What the task asks >> Count the lines in the data below that contain the word "wooden". Reply with the number alone.

Records to use >>
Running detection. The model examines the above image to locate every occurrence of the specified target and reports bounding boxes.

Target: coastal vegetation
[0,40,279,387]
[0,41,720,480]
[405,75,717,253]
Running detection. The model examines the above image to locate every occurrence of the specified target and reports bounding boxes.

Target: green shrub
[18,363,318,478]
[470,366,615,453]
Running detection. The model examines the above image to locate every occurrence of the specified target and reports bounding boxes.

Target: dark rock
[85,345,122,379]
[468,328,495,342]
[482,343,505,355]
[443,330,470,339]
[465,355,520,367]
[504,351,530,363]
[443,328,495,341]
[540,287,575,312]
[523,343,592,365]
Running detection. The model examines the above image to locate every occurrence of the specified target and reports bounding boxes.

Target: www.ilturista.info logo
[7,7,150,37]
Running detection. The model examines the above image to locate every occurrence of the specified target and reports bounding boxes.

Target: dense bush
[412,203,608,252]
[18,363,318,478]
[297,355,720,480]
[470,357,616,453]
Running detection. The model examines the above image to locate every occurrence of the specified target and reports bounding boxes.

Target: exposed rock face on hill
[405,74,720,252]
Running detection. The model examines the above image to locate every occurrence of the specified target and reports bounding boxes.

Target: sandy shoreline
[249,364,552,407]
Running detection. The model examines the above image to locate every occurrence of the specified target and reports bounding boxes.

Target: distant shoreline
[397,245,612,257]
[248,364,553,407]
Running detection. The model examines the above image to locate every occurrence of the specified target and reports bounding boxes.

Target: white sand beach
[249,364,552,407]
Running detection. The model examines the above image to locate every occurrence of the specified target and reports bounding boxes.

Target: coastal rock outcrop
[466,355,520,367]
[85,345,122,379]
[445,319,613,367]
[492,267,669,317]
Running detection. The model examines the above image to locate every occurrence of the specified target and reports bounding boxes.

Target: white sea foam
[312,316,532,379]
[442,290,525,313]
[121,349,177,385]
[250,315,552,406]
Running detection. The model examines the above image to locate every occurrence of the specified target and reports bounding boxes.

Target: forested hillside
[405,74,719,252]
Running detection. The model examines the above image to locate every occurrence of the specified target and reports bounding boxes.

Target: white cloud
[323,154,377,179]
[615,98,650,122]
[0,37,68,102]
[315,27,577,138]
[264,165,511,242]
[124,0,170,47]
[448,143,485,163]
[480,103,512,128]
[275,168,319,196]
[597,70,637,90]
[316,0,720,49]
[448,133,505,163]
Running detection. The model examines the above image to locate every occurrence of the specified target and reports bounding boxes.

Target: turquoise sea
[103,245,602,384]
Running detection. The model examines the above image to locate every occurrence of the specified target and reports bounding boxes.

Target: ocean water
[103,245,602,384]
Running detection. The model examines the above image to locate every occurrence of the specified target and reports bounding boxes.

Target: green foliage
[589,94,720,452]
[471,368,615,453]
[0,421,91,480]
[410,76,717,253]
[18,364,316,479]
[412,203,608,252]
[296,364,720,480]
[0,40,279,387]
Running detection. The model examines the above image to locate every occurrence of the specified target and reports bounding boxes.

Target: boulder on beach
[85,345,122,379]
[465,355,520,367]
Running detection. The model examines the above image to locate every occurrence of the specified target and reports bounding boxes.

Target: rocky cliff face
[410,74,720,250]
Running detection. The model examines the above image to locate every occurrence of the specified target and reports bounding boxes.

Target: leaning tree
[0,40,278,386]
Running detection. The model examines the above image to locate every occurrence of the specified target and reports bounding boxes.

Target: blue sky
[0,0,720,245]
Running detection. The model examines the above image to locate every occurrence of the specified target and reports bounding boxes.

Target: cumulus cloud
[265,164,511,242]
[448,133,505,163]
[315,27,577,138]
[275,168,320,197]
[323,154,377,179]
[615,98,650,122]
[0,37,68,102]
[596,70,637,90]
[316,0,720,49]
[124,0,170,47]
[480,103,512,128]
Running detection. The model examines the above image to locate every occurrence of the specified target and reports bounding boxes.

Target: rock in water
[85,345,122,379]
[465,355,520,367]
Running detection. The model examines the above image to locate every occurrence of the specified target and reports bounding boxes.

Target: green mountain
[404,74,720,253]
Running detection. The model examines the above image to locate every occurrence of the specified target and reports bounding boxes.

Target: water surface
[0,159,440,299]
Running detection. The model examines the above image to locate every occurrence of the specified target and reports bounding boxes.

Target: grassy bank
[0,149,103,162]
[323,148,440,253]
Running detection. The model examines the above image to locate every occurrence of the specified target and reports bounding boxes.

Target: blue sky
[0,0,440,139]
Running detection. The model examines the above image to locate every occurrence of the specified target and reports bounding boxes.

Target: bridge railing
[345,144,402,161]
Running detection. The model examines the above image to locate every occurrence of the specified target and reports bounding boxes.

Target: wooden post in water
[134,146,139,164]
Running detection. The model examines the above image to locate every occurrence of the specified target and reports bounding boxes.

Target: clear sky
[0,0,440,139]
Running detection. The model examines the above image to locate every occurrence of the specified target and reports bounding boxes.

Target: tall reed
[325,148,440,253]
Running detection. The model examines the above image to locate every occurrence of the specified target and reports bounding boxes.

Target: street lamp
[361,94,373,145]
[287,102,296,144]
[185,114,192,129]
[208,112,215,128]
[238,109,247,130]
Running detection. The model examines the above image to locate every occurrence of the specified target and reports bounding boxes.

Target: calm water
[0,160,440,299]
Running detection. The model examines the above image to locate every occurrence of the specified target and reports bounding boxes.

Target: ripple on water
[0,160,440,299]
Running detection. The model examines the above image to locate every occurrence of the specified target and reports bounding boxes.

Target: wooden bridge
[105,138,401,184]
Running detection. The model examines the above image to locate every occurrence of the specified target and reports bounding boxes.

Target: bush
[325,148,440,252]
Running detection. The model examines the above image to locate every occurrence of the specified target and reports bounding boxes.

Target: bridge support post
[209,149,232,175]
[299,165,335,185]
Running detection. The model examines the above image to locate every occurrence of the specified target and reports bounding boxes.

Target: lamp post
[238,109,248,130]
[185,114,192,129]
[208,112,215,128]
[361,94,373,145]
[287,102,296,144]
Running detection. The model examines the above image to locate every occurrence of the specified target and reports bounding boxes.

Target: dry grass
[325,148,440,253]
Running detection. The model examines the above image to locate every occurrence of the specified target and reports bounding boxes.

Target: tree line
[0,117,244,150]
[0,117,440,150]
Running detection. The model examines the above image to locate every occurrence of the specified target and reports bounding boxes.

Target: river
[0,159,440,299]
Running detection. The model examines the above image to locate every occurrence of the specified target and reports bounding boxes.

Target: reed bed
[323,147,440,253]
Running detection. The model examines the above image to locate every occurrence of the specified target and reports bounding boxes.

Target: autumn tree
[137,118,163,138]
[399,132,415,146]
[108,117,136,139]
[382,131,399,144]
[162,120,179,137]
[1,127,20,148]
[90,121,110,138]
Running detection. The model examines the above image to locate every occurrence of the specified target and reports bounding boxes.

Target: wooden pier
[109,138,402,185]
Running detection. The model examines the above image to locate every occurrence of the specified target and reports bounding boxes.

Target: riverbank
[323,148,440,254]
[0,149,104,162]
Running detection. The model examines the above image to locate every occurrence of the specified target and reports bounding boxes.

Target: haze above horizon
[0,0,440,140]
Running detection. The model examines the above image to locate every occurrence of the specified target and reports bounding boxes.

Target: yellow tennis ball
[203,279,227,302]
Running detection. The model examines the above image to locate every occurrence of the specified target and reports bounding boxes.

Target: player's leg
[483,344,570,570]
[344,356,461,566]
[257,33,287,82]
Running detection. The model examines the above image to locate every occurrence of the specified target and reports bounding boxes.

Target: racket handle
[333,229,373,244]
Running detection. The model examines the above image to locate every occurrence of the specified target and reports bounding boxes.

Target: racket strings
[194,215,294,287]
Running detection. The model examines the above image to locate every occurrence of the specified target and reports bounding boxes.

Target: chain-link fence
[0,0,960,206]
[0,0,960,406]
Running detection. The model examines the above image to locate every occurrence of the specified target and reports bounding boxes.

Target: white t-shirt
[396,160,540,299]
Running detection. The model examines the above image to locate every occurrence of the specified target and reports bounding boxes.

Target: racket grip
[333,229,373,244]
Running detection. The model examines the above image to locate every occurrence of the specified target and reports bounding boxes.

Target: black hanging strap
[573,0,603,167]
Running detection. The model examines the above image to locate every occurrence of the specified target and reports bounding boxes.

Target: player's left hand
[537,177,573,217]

Complete answer >> 3